● **Tasks to carry out**:
1. Shorten the paragraph of the Medicare Locals passage that begins "Croakey has no inside knowledge" while keeping its main facts.
2. Pick up the Medicare Locals passage after its last sentence and carry it further.

● **Provided passage**:
========================================================================
A recent article in the Canadian Medical Association Journal should be top of the reading list for the new Minister for Health and his/her advisers.
This article looks at the characteristics of primary care practices that are associated with quality and should be particularly relevant to the Review of Medicare Locals (MLs), promised by the Coalition in the lead-up to the election.
Croakey was originally alerted to the article by Professor Stephen Duckett via the following tweet
The commitment to review MLs was announced after initial statements from the Coalition indicated that they did not see any value in the new primary health care organisations, established as part of Labor’s health reform agenda.
Croakey has no inside knowledge on what changed the minds of the Coalition leaders, however, has heard that visits to individual MLs by (then) Shadow Parliamentary Secretary for Primary Healthcare Dr Andrew Southcott, may have played a role.
Apart from the commitment to review MLs, the Coalition has said little about its vision for primary health care and its role in tackling some of the major health problems facing our community.
========================================================================
Data extracted from a collection:
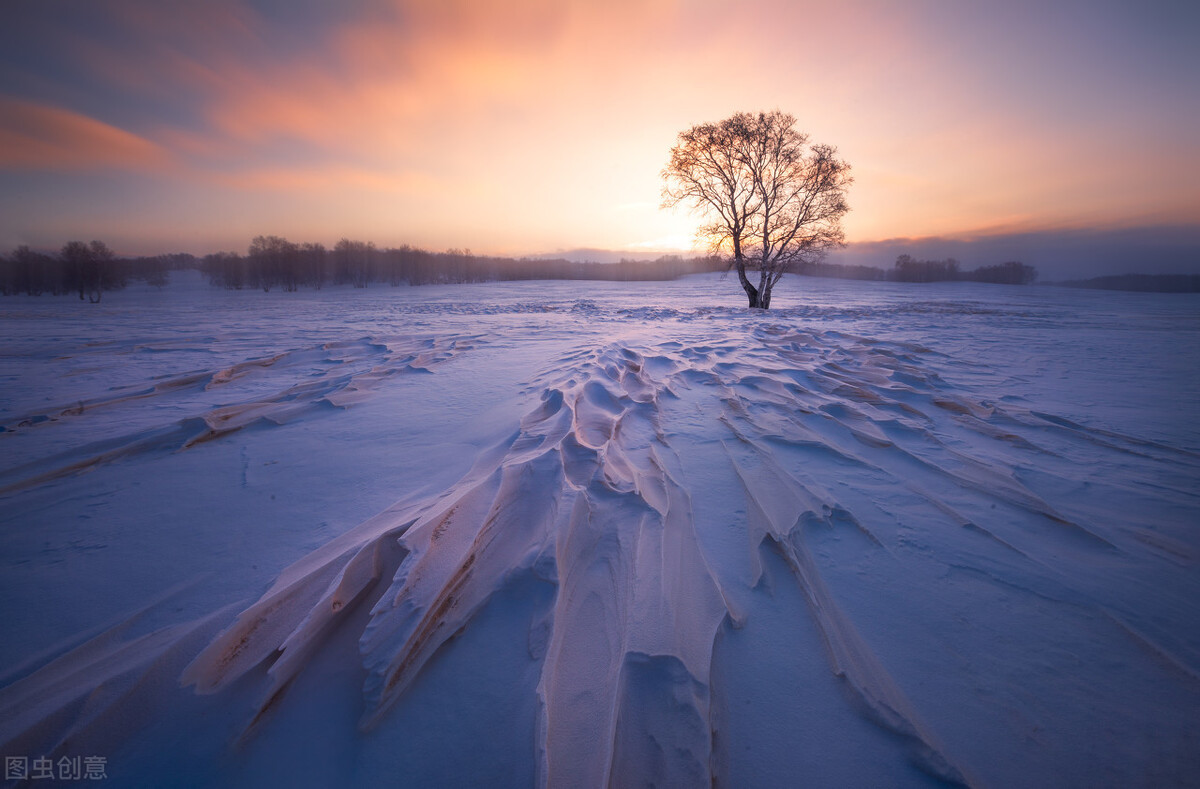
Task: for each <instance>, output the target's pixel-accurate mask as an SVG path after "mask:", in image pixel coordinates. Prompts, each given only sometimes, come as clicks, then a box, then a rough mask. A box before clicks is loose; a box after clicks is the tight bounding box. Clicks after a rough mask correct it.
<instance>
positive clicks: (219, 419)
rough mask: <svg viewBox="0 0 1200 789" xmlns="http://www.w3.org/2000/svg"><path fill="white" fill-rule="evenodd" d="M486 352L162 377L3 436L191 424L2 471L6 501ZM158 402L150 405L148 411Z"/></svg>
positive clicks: (335, 400)
mask: <svg viewBox="0 0 1200 789" xmlns="http://www.w3.org/2000/svg"><path fill="white" fill-rule="evenodd" d="M479 343H480V338H479V337H478V336H463V337H364V338H361V339H358V341H350V342H329V343H323V344H320V345H318V347H316V348H302V349H295V350H288V351H282V353H278V354H275V355H271V356H265V357H260V359H248V360H245V361H240V362H236V363H233V365H228V366H223V367H220V368H216V369H205V371H194V372H190V373H185V374H180V375H168V377H163V378H161V379H158V380H156V381H154V384H151V385H150V386H134V387H124V389H114V390H113V391H112V392H110V393H108V394H104V396H101V397H92V398H89V399H85V400H80V402H78V403H74V404H71V405H61V406H59V408H54V409H48V410H47V411H46V412H40V414H30V415H26V416H23V417H18V418H14V420H12V421H11V422H10V423H8V424H4V426H0V433H13V432H22V430H35V429H36V430H56V432H61V433H67V432H70V430H71V429H72V428H78V426H79V422H91V421H106V420H107V421H109V422H120V421H122V420H125V418H127V420H130V421H131V422H134V423H137V422H138V421H140V420H142V418H143V417H142V416H140V414H143V412H150V411H151V409H150V408H146V405H149V404H152V405H156V406H167V405H169V406H172V408H173V409H174V410H175V411H176V412H178V411H184V412H185V414H187V415H186V416H184V417H181V418H179V420H178V421H174V422H172V423H168V424H162V423H154V424H139V426H138V428H137V429H136V430H133V432H130V433H122V434H120V435H114V436H112V438H107V439H103V440H100V441H95V442H91V444H86V445H84V446H78V447H74V448H71V450H68V451H66V452H60V453H58V454H53V456H50V457H44V458H40V459H36V460H34V462H30V463H25V464H23V465H18V466H13V468H10V469H5V470H2V471H0V494H4V493H8V492H12V490H18V489H23V488H28V487H31V486H35V484H40V483H42V482H47V481H50V480H55V478H59V477H62V476H68V475H72V474H79V472H83V471H88V470H90V469H94V468H96V466H97V465H101V464H106V463H110V462H113V460H118V459H120V458H126V457H132V456H138V454H142V453H145V452H155V451H164V450H166V451H173V450H175V451H178V450H187V448H191V447H193V446H197V445H199V444H204V442H205V441H211V440H214V439H217V438H221V436H223V435H228V434H230V433H235V432H238V430H241V429H244V428H247V427H252V426H258V424H265V426H270V424H283V423H287V422H290V421H294V420H296V418H301V417H304V416H306V415H307V414H311V412H313V411H317V410H319V409H325V408H329V409H344V408H349V406H352V405H354V404H356V403H361V402H364V400H366V399H367V398H370V397H372V396H373V392H374V390H376V389H377V387H378V386H379V385H380V384H382V383H383V381H385V380H386V379H389V378H391V377H394V375H397V374H402V373H419V372H426V371H430V369H431V368H434V367H437V366H438V365H442V363H445V362H446V361H449V360H451V359H454V357H455V356H457V355H458V354H461V353H463V351H467V350H470V349H472V348H473V347H475V345H478V344H479ZM148 400H152V403H148Z"/></svg>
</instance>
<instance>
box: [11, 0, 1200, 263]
mask: <svg viewBox="0 0 1200 789" xmlns="http://www.w3.org/2000/svg"><path fill="white" fill-rule="evenodd" d="M1198 8H1200V6H1195V4H1193V2H1186V1H1180V2H1175V1H1168V0H1151V1H1148V2H1147V1H1139V2H1105V1H1104V0H1088V1H1086V2H1073V1H1070V0H1064V1H1056V2H1043V1H1037V2H1026V1H1024V0H1003V1H995V2H992V1H986V0H979V1H977V2H974V1H973V2H961V1H959V0H910V1H905V2H883V1H868V0H858V1H848V2H805V1H788V0H740V1H730V2H726V1H721V0H646V1H637V2H635V1H631V0H604V1H596V2H592V1H587V0H577V1H569V0H558V1H556V0H506V1H505V2H484V1H479V0H476V1H469V0H394V1H389V0H362V1H356V2H355V1H349V2H337V4H334V2H323V1H318V0H253V1H252V0H211V1H208V2H162V1H151V0H145V1H142V2H134V1H113V0H71V1H65V0H36V1H35V0H0V251H5V249H10V248H12V247H16V246H17V245H20V243H28V245H30V246H35V247H48V248H56V247H59V246H61V245H62V243H64V242H65V241H67V240H71V239H101V240H104V241H106V242H108V243H109V246H112V247H113V248H114V249H116V251H118V252H119V253H122V254H152V253H158V252H166V251H185V252H192V253H197V254H203V253H206V252H214V251H218V249H239V251H245V248H246V247H247V245H248V242H250V239H251V237H252V236H254V235H260V234H264V235H265V234H275V235H283V236H286V237H288V239H290V240H293V241H319V242H323V243H326V245H332V243H334V242H336V241H337V240H338V239H341V237H350V239H361V240H370V241H374V242H376V243H377V245H379V246H397V245H401V243H410V245H414V246H420V247H425V248H428V249H433V251H440V249H446V248H469V249H472V251H474V252H476V253H488V254H506V255H522V254H538V253H550V252H556V251H563V249H574V248H582V247H588V248H598V249H613V251H619V252H623V253H624V252H629V253H630V255H631V257H643V255H653V254H659V253H661V252H664V251H674V249H688V248H689V247H691V245H692V243H694V239H692V234H694V230H695V227H696V225H697V219H696V217H694V216H691V215H689V213H688V212H686V211H684V210H678V209H677V210H665V209H661V207H660V191H661V186H662V181H661V177H660V173H661V169H662V167H664V165H665V164H666V161H667V156H668V151H670V149H671V146H672V145H673V144H674V141H676V137H677V134H678V133H679V132H680V131H683V130H685V128H688V127H690V126H692V125H695V124H700V122H706V121H716V120H720V119H722V118H726V116H728V115H731V114H733V113H736V112H757V110H769V109H781V110H784V112H787V113H791V114H793V115H796V116H797V119H798V128H800V130H802V131H804V132H806V133H809V134H810V137H811V139H812V140H814V141H818V143H827V144H832V145H835V146H838V149H839V151H840V153H841V156H842V157H844V158H845V159H847V161H848V162H850V163H851V165H852V168H853V175H854V179H856V182H854V185H853V186H852V187H851V191H850V204H851V212H850V213H848V215H847V217H846V219H845V229H846V235H847V240H848V241H851V245H852V248H856V247H857V248H858V249H860V251H866V249H881V251H882V249H884V247H886V248H887V249H889V251H890V249H893V248H895V247H896V246H898V245H901V246H902V245H904V243H905V242H908V241H914V240H922V239H925V240H929V239H937V240H940V241H943V242H944V241H959V242H972V241H977V240H992V241H994V240H996V239H1004V237H1009V236H1013V237H1021V239H1026V240H1027V239H1031V237H1033V239H1037V237H1049V236H1052V235H1055V234H1073V235H1072V237H1076V236H1079V235H1080V234H1084V235H1085V236H1087V237H1090V239H1096V237H1100V239H1103V237H1105V236H1104V234H1112V233H1118V234H1127V235H1128V234H1129V233H1136V231H1144V233H1146V234H1151V235H1152V234H1153V233H1154V230H1156V229H1157V228H1169V229H1171V231H1172V233H1183V234H1184V235H1188V234H1190V235H1188V237H1190V239H1194V240H1195V243H1196V246H1195V248H1194V249H1193V253H1192V254H1193V257H1196V255H1195V254H1194V253H1195V252H1196V251H1200V235H1198V234H1195V233H1192V230H1194V229H1195V228H1200V141H1198V140H1200V134H1198V133H1196V130H1200V90H1198V89H1196V86H1195V85H1196V84H1198V83H1200V47H1195V46H1194V44H1195V34H1196V31H1198V30H1200V10H1198ZM889 243H890V245H892V246H888V245H889ZM872 245H874V246H872ZM1102 246H1103V245H1102ZM1184 247H1187V245H1184ZM881 254H882V252H881ZM996 254H1000V252H997V253H996ZM1184 254H1187V253H1184ZM856 261H859V260H857V259H856ZM887 263H888V261H887V260H881V261H880V264H881V265H887ZM968 263H970V261H968ZM978 263H979V264H984V263H995V261H994V260H979V261H978Z"/></svg>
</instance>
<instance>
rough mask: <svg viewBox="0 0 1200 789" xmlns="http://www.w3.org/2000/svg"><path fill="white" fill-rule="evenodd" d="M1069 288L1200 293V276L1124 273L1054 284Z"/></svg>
mask: <svg viewBox="0 0 1200 789" xmlns="http://www.w3.org/2000/svg"><path fill="white" fill-rule="evenodd" d="M1052 284H1056V285H1064V287H1067V288H1093V289H1097V290H1135V291H1141V293H1200V275H1186V273H1180V275H1174V273H1163V275H1157V273H1123V275H1116V276H1112V277H1093V278H1091V279H1068V281H1066V282H1056V283H1052Z"/></svg>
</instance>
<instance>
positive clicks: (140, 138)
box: [0, 98, 169, 171]
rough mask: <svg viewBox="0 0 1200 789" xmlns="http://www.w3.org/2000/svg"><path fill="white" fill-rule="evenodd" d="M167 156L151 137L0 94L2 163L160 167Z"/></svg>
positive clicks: (138, 166)
mask: <svg viewBox="0 0 1200 789" xmlns="http://www.w3.org/2000/svg"><path fill="white" fill-rule="evenodd" d="M168 158H169V157H168V156H167V153H166V152H164V151H163V150H162V149H161V147H160V146H158V145H156V144H154V143H151V141H150V140H148V139H145V138H142V137H138V135H137V134H133V133H131V132H126V131H125V130H121V128H118V127H115V126H110V125H108V124H104V122H102V121H98V120H96V119H94V118H88V116H86V115H82V114H79V113H74V112H71V110H67V109H60V108H56V107H47V106H44V104H35V103H32V102H23V101H16V100H11V98H0V168H5V169H18V170H62V171H77V170H96V169H134V170H158V169H162V167H163V165H164V164H166V163H167V162H168Z"/></svg>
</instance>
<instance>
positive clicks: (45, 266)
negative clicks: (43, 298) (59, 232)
mask: <svg viewBox="0 0 1200 789" xmlns="http://www.w3.org/2000/svg"><path fill="white" fill-rule="evenodd" d="M187 263H194V258H192V255H157V257H154V258H118V257H116V255H115V254H113V251H112V249H109V248H108V245H106V243H104V242H103V241H92V242H91V243H84V242H83V241H70V242H67V243H66V245H64V246H62V249H60V251H59V253H58V254H46V253H43V252H35V251H32V249H30V248H29V247H17V249H16V251H13V252H12V253H11V254H8V255H6V257H4V255H0V294H2V295H6V296H7V295H11V294H12V295H16V294H29V295H31V296H40V295H42V294H43V293H46V294H53V295H66V294H78V295H79V299H80V300H83V299H86V300H88V301H90V302H92V303H96V302H98V301H100V299H101V296H102V294H103V293H104V291H108V290H120V289H121V288H124V287H125V285H126V284H127V283H128V282H130V281H138V279H140V281H144V282H148V283H150V284H152V285H164V284H167V272H168V270H170V269H173V267H180V266H181V265H186V264H187Z"/></svg>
========================================================================
● **Solved problems**:
1. Croakey does not know why the Coalition leaders changed their minds but has heard that visits to individual MLs by Dr Andrew Southcott, then Shadow Parliamentary Secretary for Primary Healthcare, may have contributed.

2.
However, once Coalition politicians have finished sorting out the important details of forming government (for example, who gets the plum Parliament House offices closest to the Senate and House of Reps chambers ) they will need to turn their attention to other aspects of their role, like how to run the health system.
This will include working out what they want to get out the ML Review (as anyone who has had anything to do with governments knows, a review never takes place until those running it know what they want the outcomes to be).
Reviewing MLs at this stage may seem premature when some of them have barely had the ink dry on their contracts. Even those established as part of the first tranche in 2011 can hardly be expected to have achieved significant population health outcomes in this relatively short timeframe. Changing health-related attitudes and behaviours takes time and there are no easy shortcuts to improving the complex intersection of individual and structural factors which result in the significant health inequities in our community.
Had Peter Dutton consulted Croakey before making this decision, a number of other programs could have been suggested as more appropriate for evaluation and review.
For example, the private health insurance rebate, which has an annual budget over thirty times that of Medicare Locals ($5.5 billion vs $173 million) has been running for over a decade without any formal evaluation of its efficacy.
However, given that the Coalition is unlikely to back down on its commitment to a review, there are some potential positives in looking at the progress thus far of MLs and how they are working to integrate and coordinate health care at the community level.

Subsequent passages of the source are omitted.